[Items stored from a collection]
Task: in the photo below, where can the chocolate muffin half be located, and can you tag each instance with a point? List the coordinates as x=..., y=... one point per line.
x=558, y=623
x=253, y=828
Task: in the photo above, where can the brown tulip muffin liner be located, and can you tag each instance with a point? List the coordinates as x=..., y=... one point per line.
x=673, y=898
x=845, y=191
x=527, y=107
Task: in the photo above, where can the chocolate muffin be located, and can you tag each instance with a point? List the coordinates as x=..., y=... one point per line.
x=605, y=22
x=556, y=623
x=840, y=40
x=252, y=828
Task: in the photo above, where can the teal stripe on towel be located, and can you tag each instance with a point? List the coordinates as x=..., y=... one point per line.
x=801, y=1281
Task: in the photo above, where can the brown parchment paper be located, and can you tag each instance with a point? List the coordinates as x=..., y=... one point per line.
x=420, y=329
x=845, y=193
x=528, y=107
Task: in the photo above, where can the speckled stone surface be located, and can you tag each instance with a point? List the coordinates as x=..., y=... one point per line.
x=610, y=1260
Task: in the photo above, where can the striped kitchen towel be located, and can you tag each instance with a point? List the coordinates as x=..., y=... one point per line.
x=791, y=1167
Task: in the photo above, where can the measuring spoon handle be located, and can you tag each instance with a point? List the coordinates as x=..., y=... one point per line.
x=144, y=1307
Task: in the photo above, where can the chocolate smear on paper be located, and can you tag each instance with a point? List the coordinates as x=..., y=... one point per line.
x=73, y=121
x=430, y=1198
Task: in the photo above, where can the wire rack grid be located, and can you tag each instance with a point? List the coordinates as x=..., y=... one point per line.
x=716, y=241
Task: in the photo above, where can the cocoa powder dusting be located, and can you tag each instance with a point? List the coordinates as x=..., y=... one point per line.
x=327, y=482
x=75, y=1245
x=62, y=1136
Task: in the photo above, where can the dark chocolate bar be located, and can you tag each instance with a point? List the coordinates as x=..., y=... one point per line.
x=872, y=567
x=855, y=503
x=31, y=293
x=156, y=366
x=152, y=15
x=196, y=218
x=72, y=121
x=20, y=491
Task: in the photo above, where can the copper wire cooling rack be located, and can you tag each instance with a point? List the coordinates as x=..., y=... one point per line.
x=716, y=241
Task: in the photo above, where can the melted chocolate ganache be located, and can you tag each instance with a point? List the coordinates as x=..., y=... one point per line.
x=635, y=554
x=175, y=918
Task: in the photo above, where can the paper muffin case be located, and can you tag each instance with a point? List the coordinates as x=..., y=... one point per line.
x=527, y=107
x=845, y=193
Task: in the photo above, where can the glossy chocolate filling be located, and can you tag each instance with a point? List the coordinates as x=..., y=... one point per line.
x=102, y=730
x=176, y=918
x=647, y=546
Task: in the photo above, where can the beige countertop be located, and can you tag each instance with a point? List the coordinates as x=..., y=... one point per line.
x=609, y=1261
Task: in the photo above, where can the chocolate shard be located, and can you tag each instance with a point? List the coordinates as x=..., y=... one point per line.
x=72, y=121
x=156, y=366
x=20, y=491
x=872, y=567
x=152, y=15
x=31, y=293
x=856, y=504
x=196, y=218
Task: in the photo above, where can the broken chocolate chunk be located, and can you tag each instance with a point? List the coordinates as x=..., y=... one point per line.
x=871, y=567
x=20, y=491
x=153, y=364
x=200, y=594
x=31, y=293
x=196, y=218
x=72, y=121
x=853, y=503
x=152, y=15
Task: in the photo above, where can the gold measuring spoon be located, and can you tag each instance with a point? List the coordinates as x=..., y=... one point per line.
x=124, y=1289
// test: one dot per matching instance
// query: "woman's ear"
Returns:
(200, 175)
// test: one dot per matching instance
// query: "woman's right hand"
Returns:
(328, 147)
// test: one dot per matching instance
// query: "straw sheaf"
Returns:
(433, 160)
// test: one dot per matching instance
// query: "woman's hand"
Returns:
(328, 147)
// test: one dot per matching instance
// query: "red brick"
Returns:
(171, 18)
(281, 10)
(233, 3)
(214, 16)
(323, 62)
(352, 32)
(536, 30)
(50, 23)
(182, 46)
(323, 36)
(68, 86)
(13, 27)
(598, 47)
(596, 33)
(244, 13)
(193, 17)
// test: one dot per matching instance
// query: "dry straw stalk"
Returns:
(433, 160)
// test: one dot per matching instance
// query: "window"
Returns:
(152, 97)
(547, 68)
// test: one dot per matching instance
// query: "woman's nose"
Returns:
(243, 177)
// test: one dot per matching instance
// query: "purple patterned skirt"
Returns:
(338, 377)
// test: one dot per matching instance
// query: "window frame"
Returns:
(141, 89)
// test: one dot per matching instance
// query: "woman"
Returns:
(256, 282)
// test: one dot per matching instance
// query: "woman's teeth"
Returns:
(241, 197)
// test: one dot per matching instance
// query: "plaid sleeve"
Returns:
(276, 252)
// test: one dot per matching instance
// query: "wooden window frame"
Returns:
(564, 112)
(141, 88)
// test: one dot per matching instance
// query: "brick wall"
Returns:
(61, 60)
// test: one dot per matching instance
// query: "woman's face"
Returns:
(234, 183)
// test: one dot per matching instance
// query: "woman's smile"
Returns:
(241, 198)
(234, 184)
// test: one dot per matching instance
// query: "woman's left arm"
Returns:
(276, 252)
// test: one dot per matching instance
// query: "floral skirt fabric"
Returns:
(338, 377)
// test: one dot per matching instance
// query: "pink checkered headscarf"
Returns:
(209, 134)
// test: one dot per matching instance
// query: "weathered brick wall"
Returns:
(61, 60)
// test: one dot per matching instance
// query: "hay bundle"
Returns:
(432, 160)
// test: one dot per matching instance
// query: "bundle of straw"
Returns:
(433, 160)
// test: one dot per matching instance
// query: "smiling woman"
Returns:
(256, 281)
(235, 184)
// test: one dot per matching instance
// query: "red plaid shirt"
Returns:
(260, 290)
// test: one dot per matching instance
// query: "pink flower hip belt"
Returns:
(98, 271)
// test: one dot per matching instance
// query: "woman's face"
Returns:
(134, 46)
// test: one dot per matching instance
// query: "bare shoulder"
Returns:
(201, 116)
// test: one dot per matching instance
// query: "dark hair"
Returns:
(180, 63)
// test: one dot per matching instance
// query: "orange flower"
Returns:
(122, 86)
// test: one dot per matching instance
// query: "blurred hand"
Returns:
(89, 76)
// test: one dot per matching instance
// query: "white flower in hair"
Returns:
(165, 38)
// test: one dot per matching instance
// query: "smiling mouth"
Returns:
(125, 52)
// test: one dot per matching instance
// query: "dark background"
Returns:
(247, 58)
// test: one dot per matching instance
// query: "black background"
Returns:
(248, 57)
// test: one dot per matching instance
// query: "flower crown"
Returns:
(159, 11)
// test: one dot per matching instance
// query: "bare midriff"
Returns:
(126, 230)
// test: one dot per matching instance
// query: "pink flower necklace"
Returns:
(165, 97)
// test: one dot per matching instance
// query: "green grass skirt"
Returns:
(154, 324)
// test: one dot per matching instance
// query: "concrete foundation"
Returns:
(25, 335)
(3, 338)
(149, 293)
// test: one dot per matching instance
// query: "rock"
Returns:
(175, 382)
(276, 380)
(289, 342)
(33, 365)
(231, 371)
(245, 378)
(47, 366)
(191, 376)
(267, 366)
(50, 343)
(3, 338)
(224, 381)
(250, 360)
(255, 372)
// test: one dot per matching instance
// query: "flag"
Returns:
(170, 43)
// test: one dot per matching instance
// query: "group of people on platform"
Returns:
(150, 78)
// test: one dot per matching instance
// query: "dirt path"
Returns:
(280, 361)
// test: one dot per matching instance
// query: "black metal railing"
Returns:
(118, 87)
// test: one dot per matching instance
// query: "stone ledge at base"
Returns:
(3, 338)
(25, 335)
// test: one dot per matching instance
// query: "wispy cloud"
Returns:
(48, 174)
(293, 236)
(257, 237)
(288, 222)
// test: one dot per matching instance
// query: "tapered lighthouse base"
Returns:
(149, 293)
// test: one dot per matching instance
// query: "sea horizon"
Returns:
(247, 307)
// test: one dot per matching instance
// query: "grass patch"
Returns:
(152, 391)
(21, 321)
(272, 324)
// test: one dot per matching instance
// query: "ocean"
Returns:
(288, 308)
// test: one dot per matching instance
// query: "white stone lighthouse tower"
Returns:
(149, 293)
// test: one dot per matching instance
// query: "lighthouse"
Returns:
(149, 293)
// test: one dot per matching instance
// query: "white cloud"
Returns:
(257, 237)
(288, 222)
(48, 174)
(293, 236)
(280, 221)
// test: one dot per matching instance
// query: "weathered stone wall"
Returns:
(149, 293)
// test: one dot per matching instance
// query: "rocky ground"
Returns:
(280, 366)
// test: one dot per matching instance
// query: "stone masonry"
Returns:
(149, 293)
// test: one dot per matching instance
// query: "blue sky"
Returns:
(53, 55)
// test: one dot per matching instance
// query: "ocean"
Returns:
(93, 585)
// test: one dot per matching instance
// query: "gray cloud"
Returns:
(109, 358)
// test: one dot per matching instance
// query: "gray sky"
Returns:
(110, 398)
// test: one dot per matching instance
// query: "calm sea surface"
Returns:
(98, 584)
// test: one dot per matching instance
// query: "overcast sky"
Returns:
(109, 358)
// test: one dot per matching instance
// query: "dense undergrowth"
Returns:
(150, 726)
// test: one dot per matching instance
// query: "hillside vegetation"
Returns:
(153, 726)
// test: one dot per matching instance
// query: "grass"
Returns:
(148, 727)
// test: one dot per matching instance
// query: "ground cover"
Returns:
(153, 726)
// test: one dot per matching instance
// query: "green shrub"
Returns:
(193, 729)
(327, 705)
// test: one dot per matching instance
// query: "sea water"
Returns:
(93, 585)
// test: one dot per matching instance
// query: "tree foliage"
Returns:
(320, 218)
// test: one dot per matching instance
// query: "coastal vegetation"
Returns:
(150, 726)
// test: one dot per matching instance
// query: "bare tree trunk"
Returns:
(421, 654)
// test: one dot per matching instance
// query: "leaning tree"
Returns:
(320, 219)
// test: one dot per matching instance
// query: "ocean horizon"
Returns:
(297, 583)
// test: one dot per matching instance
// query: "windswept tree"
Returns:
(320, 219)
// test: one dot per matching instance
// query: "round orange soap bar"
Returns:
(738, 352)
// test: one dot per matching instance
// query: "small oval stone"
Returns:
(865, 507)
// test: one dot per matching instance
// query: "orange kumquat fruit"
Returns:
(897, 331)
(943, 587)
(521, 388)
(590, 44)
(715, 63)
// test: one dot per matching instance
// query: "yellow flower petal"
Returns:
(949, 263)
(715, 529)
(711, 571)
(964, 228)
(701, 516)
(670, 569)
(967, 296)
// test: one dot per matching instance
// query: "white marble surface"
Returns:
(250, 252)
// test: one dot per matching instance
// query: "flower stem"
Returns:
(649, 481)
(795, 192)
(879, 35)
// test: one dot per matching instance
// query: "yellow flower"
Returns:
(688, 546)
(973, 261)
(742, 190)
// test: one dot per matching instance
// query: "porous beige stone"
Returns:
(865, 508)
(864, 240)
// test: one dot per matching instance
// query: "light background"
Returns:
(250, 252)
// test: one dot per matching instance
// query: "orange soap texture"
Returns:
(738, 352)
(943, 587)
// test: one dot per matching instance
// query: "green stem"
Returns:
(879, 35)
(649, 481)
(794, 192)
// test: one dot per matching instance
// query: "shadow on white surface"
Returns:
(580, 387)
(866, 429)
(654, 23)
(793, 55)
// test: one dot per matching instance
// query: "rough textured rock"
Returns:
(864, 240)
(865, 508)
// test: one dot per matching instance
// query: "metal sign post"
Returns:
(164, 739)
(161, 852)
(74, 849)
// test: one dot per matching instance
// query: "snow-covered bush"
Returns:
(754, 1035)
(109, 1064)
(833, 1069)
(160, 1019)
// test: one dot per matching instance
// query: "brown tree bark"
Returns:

**GIVEN INSTRUCTION**
Locate every line in the data above that contains the word "yellow", and copy each of those lines.

**OUTPUT OF THE TASK**
// query: "yellow flower petal"
// query: "yellow flower"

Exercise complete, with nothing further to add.